What is required:
Write out everything from the line containing "mask job: man's hand" down to the line containing "Give the mask of every instance of the man's hand.", copying each line exactly.

Entries for contour labeling:

============

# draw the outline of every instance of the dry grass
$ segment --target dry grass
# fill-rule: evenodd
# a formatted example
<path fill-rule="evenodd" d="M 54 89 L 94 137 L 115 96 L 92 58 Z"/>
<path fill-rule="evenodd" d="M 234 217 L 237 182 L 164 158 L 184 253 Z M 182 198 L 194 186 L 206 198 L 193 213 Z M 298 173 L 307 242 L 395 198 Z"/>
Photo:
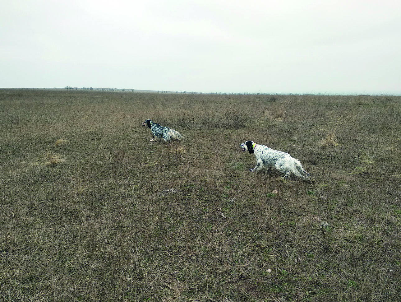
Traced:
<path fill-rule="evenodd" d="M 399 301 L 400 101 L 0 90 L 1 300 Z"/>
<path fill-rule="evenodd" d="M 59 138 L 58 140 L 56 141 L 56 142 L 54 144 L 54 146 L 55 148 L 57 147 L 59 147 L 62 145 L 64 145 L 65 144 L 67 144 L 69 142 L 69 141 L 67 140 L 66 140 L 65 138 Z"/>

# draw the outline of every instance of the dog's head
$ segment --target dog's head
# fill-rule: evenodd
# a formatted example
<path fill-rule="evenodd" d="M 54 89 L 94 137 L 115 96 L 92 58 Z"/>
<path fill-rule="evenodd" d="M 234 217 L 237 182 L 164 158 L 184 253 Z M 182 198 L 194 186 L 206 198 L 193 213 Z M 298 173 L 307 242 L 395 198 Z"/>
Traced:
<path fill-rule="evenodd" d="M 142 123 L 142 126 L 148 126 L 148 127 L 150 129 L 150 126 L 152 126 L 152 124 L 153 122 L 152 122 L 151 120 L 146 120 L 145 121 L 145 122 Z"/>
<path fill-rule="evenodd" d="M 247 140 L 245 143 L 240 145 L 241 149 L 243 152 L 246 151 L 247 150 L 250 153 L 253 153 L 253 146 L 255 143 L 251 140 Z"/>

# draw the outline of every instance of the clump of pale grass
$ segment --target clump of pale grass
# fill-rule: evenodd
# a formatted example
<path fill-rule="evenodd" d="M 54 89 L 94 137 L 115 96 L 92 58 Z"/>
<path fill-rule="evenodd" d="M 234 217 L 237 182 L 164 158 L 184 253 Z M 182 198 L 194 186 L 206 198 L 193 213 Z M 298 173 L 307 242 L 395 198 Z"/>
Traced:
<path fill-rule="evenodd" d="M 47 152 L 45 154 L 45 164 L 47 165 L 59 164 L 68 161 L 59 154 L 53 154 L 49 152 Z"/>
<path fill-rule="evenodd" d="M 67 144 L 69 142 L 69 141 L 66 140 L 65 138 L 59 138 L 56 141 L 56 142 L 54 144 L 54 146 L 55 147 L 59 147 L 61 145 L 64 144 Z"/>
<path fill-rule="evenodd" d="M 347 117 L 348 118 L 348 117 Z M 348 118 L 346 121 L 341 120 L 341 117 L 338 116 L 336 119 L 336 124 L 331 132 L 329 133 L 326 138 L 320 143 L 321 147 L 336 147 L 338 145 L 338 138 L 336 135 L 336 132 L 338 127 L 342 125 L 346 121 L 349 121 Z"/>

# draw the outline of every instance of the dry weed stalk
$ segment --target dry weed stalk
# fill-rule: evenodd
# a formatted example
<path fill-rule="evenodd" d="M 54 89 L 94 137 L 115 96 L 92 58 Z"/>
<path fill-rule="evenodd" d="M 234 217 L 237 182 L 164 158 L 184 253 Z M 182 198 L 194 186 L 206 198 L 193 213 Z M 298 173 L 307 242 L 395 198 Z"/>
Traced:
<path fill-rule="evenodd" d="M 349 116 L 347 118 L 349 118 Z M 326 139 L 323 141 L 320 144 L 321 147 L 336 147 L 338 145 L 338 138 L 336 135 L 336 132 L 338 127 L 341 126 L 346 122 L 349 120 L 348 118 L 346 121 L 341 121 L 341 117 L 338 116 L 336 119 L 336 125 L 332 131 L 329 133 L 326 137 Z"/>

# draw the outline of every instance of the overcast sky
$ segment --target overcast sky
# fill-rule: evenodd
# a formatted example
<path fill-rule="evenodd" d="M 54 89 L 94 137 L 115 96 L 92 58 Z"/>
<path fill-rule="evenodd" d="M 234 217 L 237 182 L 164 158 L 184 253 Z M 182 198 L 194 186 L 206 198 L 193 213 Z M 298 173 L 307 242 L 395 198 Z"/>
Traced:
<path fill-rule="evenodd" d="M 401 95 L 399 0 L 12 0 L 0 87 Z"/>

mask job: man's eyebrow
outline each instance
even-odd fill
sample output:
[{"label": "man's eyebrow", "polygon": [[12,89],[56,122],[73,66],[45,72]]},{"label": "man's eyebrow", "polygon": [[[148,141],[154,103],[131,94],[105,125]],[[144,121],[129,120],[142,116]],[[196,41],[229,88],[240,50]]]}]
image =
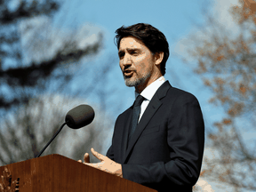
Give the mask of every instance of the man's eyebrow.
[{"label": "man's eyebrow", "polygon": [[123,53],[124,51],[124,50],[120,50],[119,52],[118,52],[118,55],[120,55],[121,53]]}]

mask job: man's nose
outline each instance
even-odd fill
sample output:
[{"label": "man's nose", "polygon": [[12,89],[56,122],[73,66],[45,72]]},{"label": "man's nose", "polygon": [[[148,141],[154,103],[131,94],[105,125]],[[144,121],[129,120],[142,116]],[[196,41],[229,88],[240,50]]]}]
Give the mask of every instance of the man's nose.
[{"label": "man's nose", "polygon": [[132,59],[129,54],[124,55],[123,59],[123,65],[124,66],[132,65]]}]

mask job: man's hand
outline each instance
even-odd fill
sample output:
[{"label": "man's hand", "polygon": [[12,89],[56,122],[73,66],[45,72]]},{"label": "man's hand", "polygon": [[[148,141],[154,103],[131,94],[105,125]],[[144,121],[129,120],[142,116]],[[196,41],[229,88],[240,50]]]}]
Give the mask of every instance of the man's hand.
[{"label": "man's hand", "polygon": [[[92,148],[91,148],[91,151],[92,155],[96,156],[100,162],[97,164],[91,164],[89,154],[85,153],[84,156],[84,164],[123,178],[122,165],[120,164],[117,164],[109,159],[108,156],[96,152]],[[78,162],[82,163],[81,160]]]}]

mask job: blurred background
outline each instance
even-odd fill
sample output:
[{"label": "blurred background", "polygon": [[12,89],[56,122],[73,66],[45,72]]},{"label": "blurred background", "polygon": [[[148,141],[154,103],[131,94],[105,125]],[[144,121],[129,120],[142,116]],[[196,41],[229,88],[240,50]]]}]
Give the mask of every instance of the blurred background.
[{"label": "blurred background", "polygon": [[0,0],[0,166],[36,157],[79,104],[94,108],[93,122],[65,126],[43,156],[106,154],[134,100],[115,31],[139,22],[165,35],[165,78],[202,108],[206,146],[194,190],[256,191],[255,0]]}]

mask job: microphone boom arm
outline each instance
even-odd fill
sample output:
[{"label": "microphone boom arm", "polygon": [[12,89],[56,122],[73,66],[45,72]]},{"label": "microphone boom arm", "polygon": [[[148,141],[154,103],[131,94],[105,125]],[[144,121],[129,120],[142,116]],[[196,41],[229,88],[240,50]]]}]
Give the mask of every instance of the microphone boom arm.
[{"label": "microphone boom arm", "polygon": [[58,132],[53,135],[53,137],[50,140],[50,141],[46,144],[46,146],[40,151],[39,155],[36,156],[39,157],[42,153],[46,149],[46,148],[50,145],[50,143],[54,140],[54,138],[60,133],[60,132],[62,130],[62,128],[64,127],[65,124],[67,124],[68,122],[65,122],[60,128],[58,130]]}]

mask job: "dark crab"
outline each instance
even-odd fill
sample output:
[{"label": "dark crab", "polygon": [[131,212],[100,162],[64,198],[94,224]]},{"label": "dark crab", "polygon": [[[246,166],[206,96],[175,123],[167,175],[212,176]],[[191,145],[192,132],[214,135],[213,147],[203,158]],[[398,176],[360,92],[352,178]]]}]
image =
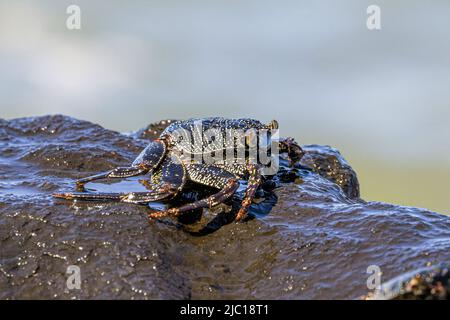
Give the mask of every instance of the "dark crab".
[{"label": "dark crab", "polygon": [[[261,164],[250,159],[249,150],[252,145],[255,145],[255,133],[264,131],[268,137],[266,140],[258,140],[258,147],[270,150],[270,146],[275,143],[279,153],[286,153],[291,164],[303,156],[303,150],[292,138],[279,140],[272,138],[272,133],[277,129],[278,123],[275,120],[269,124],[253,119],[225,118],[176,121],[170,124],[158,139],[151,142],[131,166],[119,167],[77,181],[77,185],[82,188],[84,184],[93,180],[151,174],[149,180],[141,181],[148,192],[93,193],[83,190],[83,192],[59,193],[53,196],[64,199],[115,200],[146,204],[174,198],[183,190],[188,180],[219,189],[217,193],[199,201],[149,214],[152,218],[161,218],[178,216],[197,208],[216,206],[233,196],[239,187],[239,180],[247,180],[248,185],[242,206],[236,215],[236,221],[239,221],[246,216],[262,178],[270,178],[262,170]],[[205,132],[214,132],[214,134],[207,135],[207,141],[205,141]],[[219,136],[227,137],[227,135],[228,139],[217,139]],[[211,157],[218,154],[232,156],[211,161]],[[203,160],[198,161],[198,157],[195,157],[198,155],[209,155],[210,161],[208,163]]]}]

============

Output:
mask job: man's hand
outline each instance
even-odd fill
sample output:
[{"label": "man's hand", "polygon": [[12,89],[56,122],[73,66],[45,72]]},{"label": "man's hand", "polygon": [[[148,141],[154,103],[131,94],[105,125]],[[144,121],[129,120],[142,116]],[[196,41],[229,88],[240,50]]]}]
Give the mask of every instance of the man's hand.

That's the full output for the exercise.